## Exercise
Reproduce the records below exactly as they appear.
++++++++++++++++++++
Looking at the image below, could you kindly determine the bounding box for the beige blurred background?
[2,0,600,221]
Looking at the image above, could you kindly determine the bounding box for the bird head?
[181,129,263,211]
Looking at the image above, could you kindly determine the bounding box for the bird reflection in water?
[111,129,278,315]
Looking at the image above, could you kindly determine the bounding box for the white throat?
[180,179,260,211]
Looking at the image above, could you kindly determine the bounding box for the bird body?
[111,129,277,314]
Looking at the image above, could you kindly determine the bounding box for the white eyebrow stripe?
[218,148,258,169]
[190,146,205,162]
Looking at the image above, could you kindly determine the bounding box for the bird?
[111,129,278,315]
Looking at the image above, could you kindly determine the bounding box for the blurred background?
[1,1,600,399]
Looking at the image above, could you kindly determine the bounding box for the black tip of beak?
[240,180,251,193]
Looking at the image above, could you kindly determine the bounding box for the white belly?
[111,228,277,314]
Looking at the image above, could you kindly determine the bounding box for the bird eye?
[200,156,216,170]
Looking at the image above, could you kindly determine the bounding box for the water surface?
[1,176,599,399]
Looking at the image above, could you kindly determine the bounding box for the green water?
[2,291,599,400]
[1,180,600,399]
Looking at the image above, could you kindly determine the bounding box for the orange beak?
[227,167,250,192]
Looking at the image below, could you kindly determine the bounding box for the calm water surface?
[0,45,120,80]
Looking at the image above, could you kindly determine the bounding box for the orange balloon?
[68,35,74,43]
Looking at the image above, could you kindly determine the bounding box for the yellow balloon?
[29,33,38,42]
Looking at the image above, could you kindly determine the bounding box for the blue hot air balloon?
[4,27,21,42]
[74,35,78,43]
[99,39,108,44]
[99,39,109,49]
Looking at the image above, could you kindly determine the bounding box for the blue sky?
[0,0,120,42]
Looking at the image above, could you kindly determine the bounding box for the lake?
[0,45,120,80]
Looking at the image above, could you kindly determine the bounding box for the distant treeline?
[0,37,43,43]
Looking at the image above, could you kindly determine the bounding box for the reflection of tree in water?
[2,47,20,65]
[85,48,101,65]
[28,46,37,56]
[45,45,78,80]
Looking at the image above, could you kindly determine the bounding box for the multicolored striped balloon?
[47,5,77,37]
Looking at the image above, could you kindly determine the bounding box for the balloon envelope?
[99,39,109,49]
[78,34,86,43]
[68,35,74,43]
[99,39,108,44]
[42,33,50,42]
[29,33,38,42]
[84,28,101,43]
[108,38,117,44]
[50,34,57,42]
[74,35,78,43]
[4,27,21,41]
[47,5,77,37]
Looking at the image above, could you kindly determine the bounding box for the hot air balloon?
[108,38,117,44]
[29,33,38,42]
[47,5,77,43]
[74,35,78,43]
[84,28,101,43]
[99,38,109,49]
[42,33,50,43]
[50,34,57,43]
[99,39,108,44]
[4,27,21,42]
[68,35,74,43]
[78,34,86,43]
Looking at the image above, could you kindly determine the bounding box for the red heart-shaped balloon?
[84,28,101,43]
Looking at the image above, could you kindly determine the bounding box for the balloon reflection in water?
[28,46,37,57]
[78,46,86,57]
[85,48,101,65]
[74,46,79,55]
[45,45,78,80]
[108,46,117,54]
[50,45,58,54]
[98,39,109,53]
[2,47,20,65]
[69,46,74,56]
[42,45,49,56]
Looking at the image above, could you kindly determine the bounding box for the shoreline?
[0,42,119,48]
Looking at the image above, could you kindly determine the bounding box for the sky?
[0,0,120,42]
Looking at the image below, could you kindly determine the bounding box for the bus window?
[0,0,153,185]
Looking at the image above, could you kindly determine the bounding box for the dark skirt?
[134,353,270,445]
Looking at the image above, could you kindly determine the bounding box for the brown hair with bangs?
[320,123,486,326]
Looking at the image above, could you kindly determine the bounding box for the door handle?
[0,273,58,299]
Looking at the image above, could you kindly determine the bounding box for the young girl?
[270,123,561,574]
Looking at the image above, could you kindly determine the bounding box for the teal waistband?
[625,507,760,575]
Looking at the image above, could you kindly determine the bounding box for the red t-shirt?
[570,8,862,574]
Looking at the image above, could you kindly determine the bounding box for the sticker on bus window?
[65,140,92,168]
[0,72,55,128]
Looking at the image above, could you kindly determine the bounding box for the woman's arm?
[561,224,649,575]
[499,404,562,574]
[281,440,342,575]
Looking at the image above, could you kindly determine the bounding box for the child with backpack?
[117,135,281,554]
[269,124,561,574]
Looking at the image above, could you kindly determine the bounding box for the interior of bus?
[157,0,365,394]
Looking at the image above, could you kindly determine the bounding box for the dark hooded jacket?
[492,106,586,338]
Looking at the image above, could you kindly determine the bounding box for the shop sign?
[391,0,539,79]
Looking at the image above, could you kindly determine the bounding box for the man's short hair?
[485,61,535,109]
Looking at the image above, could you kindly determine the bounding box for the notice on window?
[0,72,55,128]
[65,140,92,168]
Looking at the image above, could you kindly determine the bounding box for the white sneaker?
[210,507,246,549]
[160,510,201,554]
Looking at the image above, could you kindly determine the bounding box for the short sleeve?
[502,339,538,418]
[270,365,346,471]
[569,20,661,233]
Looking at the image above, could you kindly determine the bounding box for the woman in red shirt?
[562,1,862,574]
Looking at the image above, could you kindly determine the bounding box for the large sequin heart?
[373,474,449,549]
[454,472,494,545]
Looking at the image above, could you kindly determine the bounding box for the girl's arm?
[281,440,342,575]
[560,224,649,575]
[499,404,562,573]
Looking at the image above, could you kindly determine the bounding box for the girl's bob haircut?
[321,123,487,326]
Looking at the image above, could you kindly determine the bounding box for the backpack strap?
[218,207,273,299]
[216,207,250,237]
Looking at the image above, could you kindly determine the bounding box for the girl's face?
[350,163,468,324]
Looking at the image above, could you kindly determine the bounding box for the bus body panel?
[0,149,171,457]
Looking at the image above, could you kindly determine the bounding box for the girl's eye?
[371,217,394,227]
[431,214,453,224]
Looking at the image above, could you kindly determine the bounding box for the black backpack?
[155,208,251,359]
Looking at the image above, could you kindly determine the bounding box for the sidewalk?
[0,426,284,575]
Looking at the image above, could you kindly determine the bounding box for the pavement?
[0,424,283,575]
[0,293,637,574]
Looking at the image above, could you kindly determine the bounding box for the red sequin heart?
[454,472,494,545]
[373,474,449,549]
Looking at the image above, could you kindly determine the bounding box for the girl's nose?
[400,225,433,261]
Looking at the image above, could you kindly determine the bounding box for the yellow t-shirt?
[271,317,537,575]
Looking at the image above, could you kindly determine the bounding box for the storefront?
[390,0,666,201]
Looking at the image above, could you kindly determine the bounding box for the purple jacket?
++++++++++++++++++++
## Exercise solution
Looking at the image below, could you kindly determine the bounding box for the beige blurred background?
[2,0,600,221]
Looking at the image above, could you kindly determine the bounding box for the bird head?
[181,129,263,211]
Looking at the image above, could you kindly determine the bounding box for the bird reflection in water?
[111,129,278,315]
Looking at the image above, could you kindly determine the bounding box for the white throat?
[180,179,260,211]
Looking at the image above, could you kindly determine the bounding box for the bird body?
[111,129,277,314]
Looking at the image above, could you kindly determine the bounding box for the white eyebrow stripe?
[218,148,258,169]
[190,146,205,162]
Looking at the image above, could you kindly determine the bounding box for the bird?
[111,129,278,315]
Looking at the image above, could you kindly determine the bounding box for the blurred background?
[1,1,600,399]
Looking at the image above, could you kindly determine the bounding box for the black tip of beak?
[240,180,251,193]
Looking at the image above, could you kindly determine the bounding box for the white belly?
[111,228,277,314]
Looking at the image above, could you kindly determine the bounding box for the bird eye?
[200,156,216,170]
Looking at the image above, could you kindly determine the bounding box for the water surface?
[1,176,599,399]
Looking at the image above, could you kindly determine the bounding box for the green water?
[2,291,599,400]
[1,180,600,399]
Looking at the image above, could you kindly determine the bounding box for the orange beak?
[227,167,250,192]
Looking at the image below, could you kindly determine the bounding box for the calm water surface?
[0,45,120,80]
Looking at the image above, could you kindly determine the bounding box for the orange balloon?
[68,35,74,43]
Looking at the image above, could you kindly determine the bounding box for the yellow balloon?
[29,33,38,42]
Looking at the image above, could you kindly determine the bounding box for the blue hot air balloon?
[4,27,21,42]
[74,35,78,43]
[99,39,108,44]
[99,39,109,49]
Looking at the image above, could you kindly determine the bounding box for the blue sky?
[0,0,120,42]
Looking at the image above, could you kindly determine the bounding box for the lake?
[0,45,120,80]
Looking at the image above, could you kindly determine the bounding box for the distant treeline?
[0,37,43,43]
Looking at the image above, could you kindly determine the bounding box for the reflection of tree in water?
[2,47,20,65]
[85,48,101,65]
[28,46,37,56]
[45,45,78,80]
Looking at the image above, could you kindly determine the bounding box for the multicolored striped balloon?
[47,5,77,37]
Looking at the image above, could you kindly determine the bounding box for the balloon envelope?
[99,39,109,49]
[78,34,86,43]
[68,35,74,43]
[99,39,108,44]
[42,33,50,42]
[29,33,38,42]
[84,28,101,43]
[108,38,117,44]
[50,34,57,42]
[74,35,78,43]
[4,27,21,41]
[47,5,77,37]
Looking at the image above, could you kindly determine the bounding box for the hot air balloon?
[108,38,117,44]
[29,33,38,42]
[47,5,77,43]
[74,35,78,43]
[84,28,101,43]
[99,38,109,49]
[42,33,50,43]
[50,34,57,43]
[99,39,108,44]
[4,27,21,42]
[68,35,74,43]
[78,34,86,43]
Looking at the image above, could you kindly determine the bounding box for the red heart-shaped balloon?
[84,28,101,43]
Looking at the image above, could you kindly determine the bounding box for the balloon reflection in water?
[28,46,37,57]
[78,46,86,57]
[85,48,101,65]
[74,46,79,55]
[45,45,78,80]
[108,46,117,54]
[50,45,58,54]
[98,39,109,53]
[2,47,20,65]
[69,46,74,56]
[42,45,49,56]
Looking at the image above, could you kindly determine the bounding box for the shoreline?
[0,42,119,48]
Looking at the image above, could you kindly determine the bounding box for the sky?
[0,0,120,42]
Looking at the image below, could you kindly determine the bounding box for the bus window?
[0,0,153,185]
Looking at the image above, could you kindly determine the bounding box for the dark skirt?
[134,353,270,445]
Looking at the image above, could you kindly determine the bounding box for the brown hair with bangs?
[320,123,486,326]
Looking at the image above, could you kindly determine the bounding box for the door handle?
[0,273,58,299]
Looking at the image above, could you kindly determine the bounding box for the young girl?
[270,123,561,574]
Looking at the image above, could you kindly determine the bounding box for the teal waistband?
[625,507,760,575]
Looking at the image above, could you kindly determine the bounding box for the red t-shirt?
[570,8,862,574]
Looking at the image above, could you kindly determine the bounding box for the sticker on bus window?
[65,140,92,168]
[0,72,55,128]
Looking at the image above, could you kindly determine the bounding box for the woman's arm?
[561,224,649,575]
[499,404,562,574]
[281,440,342,575]
Looking at the image above, could you kindly determine the bounding box for the child with backpack?
[117,135,281,554]
[269,124,561,574]
Looking at the image above, could you kindly determine the bounding box for the interior of bus?
[157,0,365,394]
Looking at the image above, could you kindly determine the bounding box for the dark hooded jacket?
[492,106,586,338]
Looking at the image above, could you kindly determine the bounding box for the shop sign?
[391,0,539,79]
Looking at the image above, could you kindly determine the bounding box for the man's short hair?
[485,61,535,109]
Looking at the image above, could you kindly determine the bounding box for the notice on window?
[0,72,55,128]
[65,140,92,168]
Looking at the image above, could you kindly determine the bounding box for the white sneaker?
[210,507,246,549]
[160,510,201,554]
Looking at the image above, could you kindly determine the bounding box for the short sleeve?
[502,339,538,418]
[270,365,346,471]
[569,20,661,233]
Looking at the image above, could you kindly determine the bounding box for the woman in red shirt?
[562,1,862,574]
Looking at the image above, could you kindly determine the bounding box for the large sequin heart?
[373,474,449,549]
[454,472,494,545]
Looking at the image above, could you kindly determine the bounding box for the girl's arm?
[281,440,342,575]
[560,224,649,575]
[499,404,562,573]
Looking at the image above, could you kindly determine the bounding box for the girl's bob haircut?
[321,123,487,326]
Looking at the image above, could you kindly determine the bounding box for the backpack strap?
[218,207,273,299]
[216,207,250,237]
Looking at the image above, could you kindly determine the bounding box for the girl's face?
[350,163,468,324]
Looking at the image above, could you kindly determine the bounding box for the bus body panel?
[0,149,171,457]
Looking at the image above, could you kindly determine the bounding box for the girl's eye?
[371,217,394,227]
[431,214,453,224]
Looking at the image above, could you kindly determine the bounding box for the black backpack?
[155,208,251,359]
Looking at the image above, could you kindly determine the bounding box for the sidewalk?
[0,426,284,575]
Looking at the image above, could you kindly determine the bounding box for the pavement?
[0,424,283,575]
[0,293,637,574]
Looking at the image above, could you kindly determine the bounding box for the red sequin heart?
[454,472,494,545]
[373,474,449,549]
Looking at the image above, could you kindly determine the bounding box for the girl's nose?
[400,225,433,261]
Looking at the image above, could you kindly determine the bounding box for the yellow t-shirt?
[271,317,537,575]
Looking at the image above, could you kindly determine the bounding box for the storefront?
[390,0,666,201]
Looking at the image above, could you kindly determine the bounding box for the purple jacket?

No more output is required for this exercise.